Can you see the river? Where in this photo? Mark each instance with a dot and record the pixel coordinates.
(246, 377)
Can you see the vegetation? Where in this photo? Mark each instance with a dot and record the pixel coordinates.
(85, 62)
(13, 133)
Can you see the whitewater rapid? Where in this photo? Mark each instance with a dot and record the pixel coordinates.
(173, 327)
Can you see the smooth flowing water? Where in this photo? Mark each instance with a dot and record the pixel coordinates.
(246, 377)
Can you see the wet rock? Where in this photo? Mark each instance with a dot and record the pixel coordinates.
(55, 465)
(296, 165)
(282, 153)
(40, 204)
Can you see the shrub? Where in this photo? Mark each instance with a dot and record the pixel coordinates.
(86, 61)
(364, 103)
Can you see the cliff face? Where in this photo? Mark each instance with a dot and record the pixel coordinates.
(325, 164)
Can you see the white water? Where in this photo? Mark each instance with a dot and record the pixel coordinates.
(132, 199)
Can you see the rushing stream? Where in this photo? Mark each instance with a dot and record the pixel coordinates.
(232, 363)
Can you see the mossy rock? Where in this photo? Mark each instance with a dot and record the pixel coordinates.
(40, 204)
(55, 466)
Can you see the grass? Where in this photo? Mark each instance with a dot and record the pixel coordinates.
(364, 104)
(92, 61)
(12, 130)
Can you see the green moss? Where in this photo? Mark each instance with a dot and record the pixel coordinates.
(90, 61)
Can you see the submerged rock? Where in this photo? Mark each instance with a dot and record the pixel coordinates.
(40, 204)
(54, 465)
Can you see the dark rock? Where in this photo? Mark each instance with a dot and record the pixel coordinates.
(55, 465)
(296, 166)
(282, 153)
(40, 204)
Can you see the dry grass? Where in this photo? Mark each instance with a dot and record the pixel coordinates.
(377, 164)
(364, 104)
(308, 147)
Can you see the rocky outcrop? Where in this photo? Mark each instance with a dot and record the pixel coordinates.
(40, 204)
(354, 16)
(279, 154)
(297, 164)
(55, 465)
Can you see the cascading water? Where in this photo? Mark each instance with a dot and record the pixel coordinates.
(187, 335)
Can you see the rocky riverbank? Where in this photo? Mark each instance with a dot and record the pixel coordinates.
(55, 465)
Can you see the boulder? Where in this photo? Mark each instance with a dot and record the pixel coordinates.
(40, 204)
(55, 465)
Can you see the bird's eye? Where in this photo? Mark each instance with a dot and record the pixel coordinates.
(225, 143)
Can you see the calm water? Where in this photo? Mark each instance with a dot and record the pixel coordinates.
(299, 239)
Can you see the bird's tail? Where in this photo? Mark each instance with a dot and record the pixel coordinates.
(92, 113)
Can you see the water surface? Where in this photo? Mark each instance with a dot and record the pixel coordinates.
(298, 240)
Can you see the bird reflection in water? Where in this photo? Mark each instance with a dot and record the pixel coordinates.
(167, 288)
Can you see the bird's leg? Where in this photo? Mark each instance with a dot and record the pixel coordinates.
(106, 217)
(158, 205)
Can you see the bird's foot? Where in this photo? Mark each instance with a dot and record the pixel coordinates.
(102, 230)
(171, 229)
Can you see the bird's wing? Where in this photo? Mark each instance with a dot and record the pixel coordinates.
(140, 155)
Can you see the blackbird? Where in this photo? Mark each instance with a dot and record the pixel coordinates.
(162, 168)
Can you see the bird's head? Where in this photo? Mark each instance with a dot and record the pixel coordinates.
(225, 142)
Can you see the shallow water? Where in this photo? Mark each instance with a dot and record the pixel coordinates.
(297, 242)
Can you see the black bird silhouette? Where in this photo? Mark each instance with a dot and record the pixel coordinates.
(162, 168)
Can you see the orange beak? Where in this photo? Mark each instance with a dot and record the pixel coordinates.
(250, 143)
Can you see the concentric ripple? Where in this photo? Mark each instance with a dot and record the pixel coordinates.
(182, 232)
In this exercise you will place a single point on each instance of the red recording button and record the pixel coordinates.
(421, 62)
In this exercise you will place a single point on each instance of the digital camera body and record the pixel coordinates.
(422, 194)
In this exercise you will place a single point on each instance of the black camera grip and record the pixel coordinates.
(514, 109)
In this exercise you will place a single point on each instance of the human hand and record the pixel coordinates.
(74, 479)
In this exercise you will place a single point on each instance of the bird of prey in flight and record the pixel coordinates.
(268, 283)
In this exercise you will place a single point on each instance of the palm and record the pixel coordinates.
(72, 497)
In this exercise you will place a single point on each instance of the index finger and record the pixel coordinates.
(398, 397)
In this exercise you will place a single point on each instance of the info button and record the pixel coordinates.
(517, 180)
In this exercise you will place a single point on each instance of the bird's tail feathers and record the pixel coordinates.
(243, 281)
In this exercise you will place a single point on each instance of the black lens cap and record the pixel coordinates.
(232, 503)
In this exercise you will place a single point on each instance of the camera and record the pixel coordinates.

= = = =

■ Exercise prompt ■
Could the data above be returned exactly as it stands?

■ Expected output ■
Can you see the river? Where in this photo? Mark each instance with a dot and record the pixel coordinates.
(246, 377)
Can you see the vegetation? Where in this photo? Mark each instance with a dot and record the pixel coordinates.
(85, 62)
(13, 133)
Can you see the whitewater rapid? Where in this photo? Mark each instance with a dot and record the pixel coordinates.
(173, 327)
Can you see the smooth flowing water? Where in this photo? Mark each instance with a dot and record the pixel coordinates.
(246, 377)
Can you see the wet rock? Where in this photo? Mark each instance with a dot and record the pixel coordinates.
(55, 465)
(296, 165)
(282, 153)
(40, 204)
Can you see the shrub? Where in this photo? Mark each instance with a dot and record the pixel coordinates.
(86, 61)
(364, 103)
Can you see the cliff face? Where in this photo? Mark each instance with a dot and record the pixel coordinates.
(325, 164)
Can you see the white water? Where in this photo? Mark each instance with a dot and record the pixel coordinates.
(132, 199)
Can you see the rushing stream? Where in this photo? Mark each instance with a dot and record the pixel coordinates.
(232, 363)
Can you see the mossy rock? Where in this photo? Mark each instance with a dot and record the pixel coordinates.
(40, 204)
(55, 466)
Can you see the grass? Where in this photo? Mark each instance with a dot and record the pixel coordinates.
(364, 104)
(92, 61)
(12, 130)
Can you see the green moss? Where in this photo? Mark each instance with a dot and record the pixel coordinates.
(90, 61)
Can you see the submerged rock? Where in this photo? Mark each instance with a dot and record the pixel coordinates.
(40, 204)
(54, 465)
Can you see the dark rock? Where in this photo? Mark each instance with a dot and record the pixel coordinates.
(55, 465)
(296, 166)
(282, 153)
(40, 204)
Can you see the dry grass? Where in this photo? Mark each instance with a dot and record the pixel coordinates.
(377, 164)
(364, 104)
(308, 147)
Can you see the rocky outcrop? Where in this photo? Mark each instance with a dot and record the pixel coordinates.
(40, 204)
(354, 16)
(279, 154)
(297, 164)
(55, 465)
Can you see the cascading water? Where in this photo? Mark each instance with a dot and record the pixel coordinates.
(187, 335)
Can you see the rocky riverbank? Where in this photo? Mark each instance with a dot and record the pixel coordinates.
(55, 465)
Can you see the boulder? Where in this photo? Mark each instance with a dot and record the pixel coordinates.
(40, 204)
(55, 465)
Can you see the bird's eye? Where in this photo? Mark each instance with a dot and record the pixel coordinates.
(225, 143)
Can you see the calm water? Where in this photo? Mark each instance with a dot and record the pixel coordinates.
(299, 239)
Can you see the bird's tail? Where in this photo? Mark each instance with a dot and record the pixel coordinates.
(92, 113)
Can you see the water surface? Where in this photo? Mark each instance with a dot and record the pixel coordinates.
(298, 240)
Can you see the bird reflection in water? Where in this photo? Mark each instance with a dot and record the pixel coordinates.
(167, 288)
Can you see the bird's leg? Where in this photo? Mark each instance with a dot and record the pixel coordinates.
(106, 217)
(158, 205)
Can you see the bird's foot? Where in this photo? Mark each instance with a dot and record the pixel coordinates.
(102, 230)
(171, 229)
Can you see the bird's wing? Where in this photo? Mark each instance with a dot and record the pixel coordinates.
(140, 155)
Can you see the blackbird? Where in this photo? Mark each instance with a dot and record the pixel coordinates.
(162, 168)
Can you see the bird's head? Where in this photo? Mark each instance with a dot and record the pixel coordinates.
(225, 142)
Can you see the shallow water? Where in this photo? Mark each instance with a dot and record the pixel coordinates.
(297, 242)
Can you see the black bird silhouette? Where in this photo? Mark each instance with a dot and record the pixel coordinates.
(162, 168)
Can you see the orange beak? Where in this photo? Mark each instance with a dot and record the pixel coordinates.
(250, 143)
Can you see the concentric ripple? Where in this photo? Mark each instance with a dot and record the pixel coordinates.
(182, 232)
In this exercise you will place a single point on each instance of the red recording button and record the pixel coordinates.
(421, 62)
In this exercise you will place a single point on each instance of the digital camera body and record the pixel coordinates.
(422, 194)
In this exercise you will place a single point on each instance of the black camera grip and record the pixel coordinates.
(514, 109)
In this exercise you will place a single point on each instance of the human hand and record the pixel coordinates.
(74, 479)
In this exercise you will place a single point on each instance of the bird of prey in flight and record the pixel coordinates.
(268, 283)
In this exercise you will place a single point on each instance of the palm and record the pixel coordinates.
(72, 497)
In this exercise you will place a single point on each instance of the index finger and record the pixel coordinates.
(398, 397)
In this exercise you will place a single point on each instance of the info button and record the pixel coordinates.
(517, 180)
In this exercise you will place a single point on each instance of the bird's tail feathers and record the pixel coordinates.
(243, 281)
In this exercise you will place a single point on each instance of the black lens cap and record the pixel coordinates.
(232, 503)
In this exercise you will place a single point on each instance of the camera and record the pixel coordinates.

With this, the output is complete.